[Opening Data under study section]

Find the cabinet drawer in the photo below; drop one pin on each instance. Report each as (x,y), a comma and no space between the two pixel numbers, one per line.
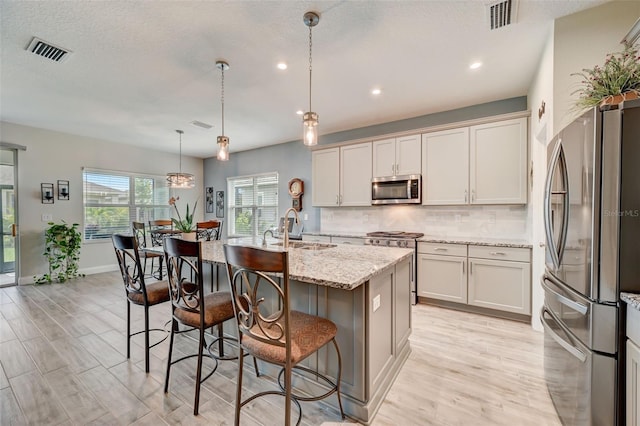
(317,238)
(515,254)
(443,249)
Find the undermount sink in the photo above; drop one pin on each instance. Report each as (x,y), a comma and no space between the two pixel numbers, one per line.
(307,245)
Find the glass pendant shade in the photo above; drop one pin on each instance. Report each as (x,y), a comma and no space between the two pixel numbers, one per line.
(223,148)
(310,128)
(181,180)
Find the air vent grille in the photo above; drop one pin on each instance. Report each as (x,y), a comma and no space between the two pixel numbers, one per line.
(201,124)
(501,13)
(48,50)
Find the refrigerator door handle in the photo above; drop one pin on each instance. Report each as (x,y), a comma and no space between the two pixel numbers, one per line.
(578,307)
(566,345)
(564,230)
(547,207)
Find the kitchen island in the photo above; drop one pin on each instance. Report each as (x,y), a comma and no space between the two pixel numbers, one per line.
(366,292)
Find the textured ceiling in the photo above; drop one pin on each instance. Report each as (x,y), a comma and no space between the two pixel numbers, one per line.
(141,69)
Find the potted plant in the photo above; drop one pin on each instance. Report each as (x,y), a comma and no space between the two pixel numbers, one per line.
(62,250)
(186,224)
(617,80)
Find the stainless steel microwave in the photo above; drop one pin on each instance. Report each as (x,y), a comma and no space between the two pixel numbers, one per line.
(396,190)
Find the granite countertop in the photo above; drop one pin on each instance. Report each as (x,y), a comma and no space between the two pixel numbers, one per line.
(632,299)
(337,234)
(343,266)
(478,241)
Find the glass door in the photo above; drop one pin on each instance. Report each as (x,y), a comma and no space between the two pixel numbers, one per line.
(8,225)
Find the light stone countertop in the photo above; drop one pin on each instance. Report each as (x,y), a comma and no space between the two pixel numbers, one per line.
(479,241)
(632,299)
(343,266)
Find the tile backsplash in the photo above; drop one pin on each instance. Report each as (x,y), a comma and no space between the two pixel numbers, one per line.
(445,221)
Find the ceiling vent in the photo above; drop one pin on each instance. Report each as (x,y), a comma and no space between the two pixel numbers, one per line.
(201,124)
(502,13)
(48,50)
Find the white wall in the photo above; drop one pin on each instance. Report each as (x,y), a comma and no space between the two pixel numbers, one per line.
(583,40)
(541,133)
(53,156)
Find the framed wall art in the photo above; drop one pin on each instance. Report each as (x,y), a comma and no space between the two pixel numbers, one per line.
(208,196)
(219,203)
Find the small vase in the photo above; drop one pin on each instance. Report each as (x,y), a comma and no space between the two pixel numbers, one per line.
(189,236)
(616,99)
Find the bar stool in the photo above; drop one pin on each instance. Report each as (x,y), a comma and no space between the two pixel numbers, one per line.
(210,231)
(269,330)
(139,232)
(190,306)
(137,291)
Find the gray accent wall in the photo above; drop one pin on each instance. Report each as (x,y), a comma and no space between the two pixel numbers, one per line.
(293,159)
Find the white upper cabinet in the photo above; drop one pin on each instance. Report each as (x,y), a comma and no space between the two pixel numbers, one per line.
(355,175)
(325,177)
(342,176)
(498,162)
(397,156)
(445,167)
(483,164)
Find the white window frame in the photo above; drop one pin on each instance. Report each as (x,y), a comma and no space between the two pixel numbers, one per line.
(258,203)
(162,210)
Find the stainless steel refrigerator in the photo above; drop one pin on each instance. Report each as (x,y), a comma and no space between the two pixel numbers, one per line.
(592,225)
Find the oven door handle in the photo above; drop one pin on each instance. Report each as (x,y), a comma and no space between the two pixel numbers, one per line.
(566,345)
(578,307)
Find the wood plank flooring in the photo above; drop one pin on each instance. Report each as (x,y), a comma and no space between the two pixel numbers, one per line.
(63,362)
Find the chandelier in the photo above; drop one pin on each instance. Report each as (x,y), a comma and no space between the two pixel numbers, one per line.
(310,118)
(223,141)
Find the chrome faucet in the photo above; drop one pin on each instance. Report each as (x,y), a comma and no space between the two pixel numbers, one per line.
(285,244)
(264,236)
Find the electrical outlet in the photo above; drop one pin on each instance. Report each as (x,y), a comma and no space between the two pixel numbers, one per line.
(376,303)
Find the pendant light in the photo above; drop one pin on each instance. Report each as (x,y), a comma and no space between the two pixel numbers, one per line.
(310,119)
(181,180)
(223,141)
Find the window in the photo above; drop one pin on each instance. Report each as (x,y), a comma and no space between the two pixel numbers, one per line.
(112,200)
(252,204)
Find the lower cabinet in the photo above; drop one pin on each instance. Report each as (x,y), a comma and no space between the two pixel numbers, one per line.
(497,278)
(442,272)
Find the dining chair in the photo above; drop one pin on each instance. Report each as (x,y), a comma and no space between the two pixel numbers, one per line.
(269,330)
(192,308)
(137,290)
(139,232)
(210,231)
(159,225)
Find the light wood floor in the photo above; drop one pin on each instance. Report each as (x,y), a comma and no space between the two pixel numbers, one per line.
(62,358)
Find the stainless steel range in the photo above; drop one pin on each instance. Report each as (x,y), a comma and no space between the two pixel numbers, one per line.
(403,240)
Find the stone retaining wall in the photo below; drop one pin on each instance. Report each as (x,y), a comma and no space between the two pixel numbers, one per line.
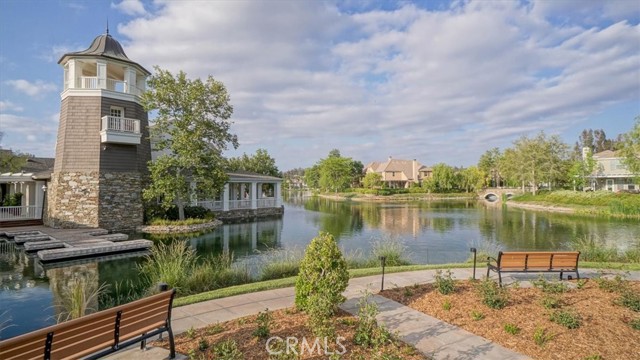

[Closing Data under study section]

Activity. In the copy, include no pictures; everything else in the material should be written out exactly.

Exercise response.
Find the cabinet drawer in the photo below; drop one pin on each instance. Report each as (x,y), a comma and no space between the two pixel numbers, one per line.
(317,238)
(515,254)
(443,249)
Find the undermount sink in the photo above; drop one pin on each instance. Report each as (x,y), a comma and no space between the two pixel numbers, one per line.
(307,245)
Find the glass pendant shade in the photo above; drop one pin on each instance. Report each as (x,y), a comma and no space between the two pixel numbers, one per line.
(223,148)
(310,128)
(181,180)
Find the air vent grille in the photo above; drop one pin on each instance. Report each as (x,y), a comma and no space between the two pixel numbers, one per line.
(201,124)
(501,13)
(48,50)
Find the refrigerator door handle in the photo above; drop one pin on each instance. Report each as (x,y), a comma and no space between the two pixel numbers, one per line.
(578,307)
(566,345)
(564,230)
(547,207)
Find the kitchen island in the photo above; drop one pin on each instance. Report each as (x,y), a comma and no space between the two pixel numbers, one per line.
(366,292)
Find the textured ceiling in the photo above; drop one pin on each instance. Report each as (x,y), a comma and no space between the two pixel numbers, one per line.
(141,69)
Find the potted plant in the photo above; drop one pin on each instance. Report each as (x,y), a comma and no space between the two pixel numbers, one per line.
(62,250)
(186,224)
(617,80)
Find the stainless steel microwave in the photo above; drop one pin on each instance. Report each as (x,y), a comma and no space between the two pixel numbers, one per line.
(396,190)
Find the granite countertop in the photo above; drop one pin on each instance. Report each as (x,y), a comma and no space between the two pixel numbers, one per line.
(632,299)
(337,234)
(343,266)
(478,241)
Find the glass door in the photo above; drop one pin on each instance. Report each as (x,y), a comma and no space between the two pixel numbers, one per line.
(8,225)
Find the light stone countertop in the photo above; drop one pin on each instance. Report each as (x,y), a comma and no space between the two pixel numbers, one per line.
(479,241)
(632,299)
(343,266)
Find the tile backsplash in the photo above; drop one pin on each instance. Report each as (x,y), a comma and no space between the two pixel numbers, one per line.
(445,221)
Find the ceiling vent in the photo above; drop one pin on each instance. Report each as (x,y), a comma and no space between the two pixel numbers, one per line.
(201,124)
(502,13)
(48,50)
Find the white wall in the photo above; drop one pin on each instance. Report each as (x,y), a comma and no space between the two pixel numbers, one per line.
(583,40)
(541,133)
(53,156)
Find the framed wall art in the photo above; drop one pin on each instance. Report each as (x,y), a comma and no space between the two pixel numbers, one per line.
(208,196)
(219,203)
Find the small vase in the photo above; drop one pin on each instance. Report each as (x,y), a comma and no space between the two pixel numbers, one per line.
(189,236)
(616,99)
Find the bar stool in the photo above; drop one pin on each instance. Report each as (x,y), a comma and no space between the two pixel numbers, one per line.
(210,231)
(269,330)
(139,232)
(190,306)
(137,291)
Find the gray accent wall in the photo above; drop one pin on each instance. Report each as (x,y), a comma and no space between the two pixel numbers, one per line.
(293,159)
Find the white upper cabinet in the photo above; drop one pin on each instance. Report each as (x,y), a comma and no space between the two pixel numbers, one per line.
(355,175)
(325,177)
(342,176)
(498,162)
(397,156)
(445,167)
(483,164)
Find the white window frame in the photo above; drop one pin on each instance. Report each as (x,y), a comma and no space between the two pixel numbers, one per line.
(258,203)
(162,210)
Find the stainless steel refrigerator in the photo above; drop one pin on each instance. Report each as (x,y), a comma and no space between the two pixel numbers, one per line.
(592,225)
Find the oven door handle in the photo above; drop one pin on each instance. Report each as (x,y), a comma and no space between the two pixel numbers, one per line.
(566,345)
(578,307)
Find the wood plank flooring in the photo above; drop one pin on each instance. Report each as (x,y), a comma and no space between the two pixel numbers, one per line.
(63,362)
Find the chandelier in the photo above; drop one pin on each instance. Report each as (x,y), a comma and no space between the two pixel numbers, one per line.
(310,118)
(223,141)
Find the chrome faucet in the photo above; drop one pin on each instance. Report each as (x,y), a comma and no space between the two pixel numbers, one per line.
(285,244)
(264,236)
Find the electrical outlet in the photo above; drop one pin on each instance. Report each as (x,y), a comma and no space between the two pixel numbers, one per line.
(376,303)
Find the pendant light in the photo above; drop one pin on each instance. Report each as (x,y), a comma and no space between the two pixel numbers, one per line.
(310,119)
(181,180)
(223,141)
Find the window in the photo above; drop one pin on each instance. Report each as (x,y), a comma and no space between the two pixel numbers, one per line.
(112,200)
(252,204)
Find the lower cabinet in the photo above; drop one pin on each instance. Report each as (x,y), a comma and no space between the two pixel numbers, one per line.
(497,278)
(442,272)
Find the dining chair in the photo above; drop one pin on each instance. Report each as (x,y), a comma and no space between the two pixel numbers, one per line.
(269,330)
(192,308)
(137,290)
(139,232)
(210,231)
(159,225)
Find the light wood floor in the photo above; drop one pin on each instance. Report each as (x,y), a comma and no space between the two pixel numbers, one per line.
(62,358)
Find the stainless steel range in the photo above; drop one pin on each instance. Report each as (x,y), a comma and no space between the two pixel numbers, one per line.
(403,240)
Find the stone retaining wall in the photo below; drop one pin on each instance. Report each as (x,y), a comma and no space between the two pixel numbers, one per line.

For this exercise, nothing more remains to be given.